> Penggalan Teks
↓↓↓

Diduga Melanggar Prokes Covid-19: Mungkinkah Di-Impeachment atau Mundur Sebagai Presiden?



TintaSiyasi.com-- Sebagaimana diberitakan oleh zonatimes.com tanggal 25 Februari 2021, kunjungan Presiden Jokowi ke Maumere, Kabupaten Sikka, NTT Selasa (23/2) menuai kritik publik. Pasalnya, kunjungan tersebut mengundang kerumuman warga. Dalam kunjungan tersebut, Jokowi dinilai melanggar protokol kesehatan. Maka, Kamis (25/2/), Koalisi Masyarakat Anti Ketidakadilan akan melaporkan Jokowi ke Bareskrim Polri. 

Tak urung peristiwa berkerumunnya warga Maumere NTT di tengah acara kunjungan Presiden Jokowi menuai pro kontra bahkan kegaduhan politik, hukum dan sosial. Jika dinalar secara hukum, peristiwa tersebut memang sangat mungkin memenuhi unsur-unsur pelanggaran hukum sebagai berikut: 

Pertama. Pelanggaran terhadap UU No. 6 Tahun 2018 tentang Kekarantinaan Kesehatan, khususnya Pasal 93 yang diancam dengan pidana penjara paling lama 1 tahun atau denda paling banyak 100 juta rupiah.

↑↑↑

> Bagian Data
↓↓↓

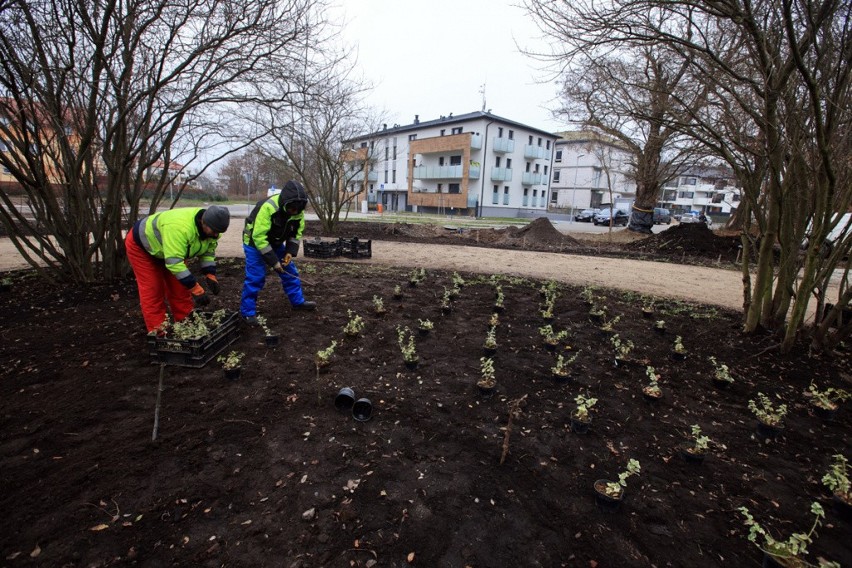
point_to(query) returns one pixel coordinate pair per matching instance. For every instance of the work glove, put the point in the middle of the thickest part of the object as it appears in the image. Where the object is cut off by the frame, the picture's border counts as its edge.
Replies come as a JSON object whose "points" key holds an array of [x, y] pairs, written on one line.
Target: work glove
{"points": [[213, 284], [199, 296]]}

↑↑↑

> Tugas Kerja 1
Dalam teks tentang kunjungan Presiden Jokowi ke Maumere, Jokowi akan dilaporkan ke instansi mana oleh Koalisi Masyarakat Anti Ketidakadilan?
> Tugas Kerja 2
Lanjutkan penggalan teks tentang dugaan pelanggaran protokol kesehatan dalam kunjungan Presiden Jokowi ke Maumere, dimulai setelah kalimat terakhirnya.

> Hasil Tugas 1
Ke Bareskrim Polri.

> Hasil Tugas 2
Kedua. Pelanggaran delik Penghasutan, yakni pemenuhan unsur-unsur Pasal 160 KUHP jika dimaknai bahwa tindakan juga termasuk di dalam pemahaman menghasut selain dengan tulisan dan lisan. Berdiri di mobil (sunroof), dan melambaikan tangan apalagi disertai dengan pemberian souvenir saya kira dapat dimaknai sebagai tindakan "menghasut" orang disekitarnya untuk berkerumun, melanggar ketentuan UU atau pun perintah jabatan misalnya dengan melanggar prokes. Hal ini dapat diancam dengan pidana penjara paling lama 6 tahun dan atau pidana denda paling banyak empat ribu lima ratus rupiah. 

Ketiga. Pelanggaran etika kehidupan berbangsa, yakni Presiden tidak memberikan contoh baik kepada rakyat dalam penegakan hukum di bidang kekarantinaan kesehatan khususnya prokes di masa pandemi covid 19, sementara Presiden dan Menkopolhukam telah menegaskan kepada semua kepala daerah, pejabat publik pusat dan daerah untuk bertindak tegas jika terjadi pelanggaran prokes. Ini adalah perbuatan tercela karena akan berdampak makin merosotnya tingkat kepercayaan rakyat kepada negara, c.q Pemerintah. 

Ketiga pelanggaran tersebut sebenarnya telah mencukupi sebagai alasan DPR untuk meminta pertanggungjawaban Presiden dengan mengajukan hak bertanya atau meminta keterangan. Jika ternyata DPR menilai bahwa dugaan pelanggaran ini layak diteruskan prosesnya, maka DPR dapat meminta MK untuk menilai dan memutuskan dugaan pelanggaran hukum yang dilakukan oleh Presiden dengan mekanisme pemakzulan atau impeachment.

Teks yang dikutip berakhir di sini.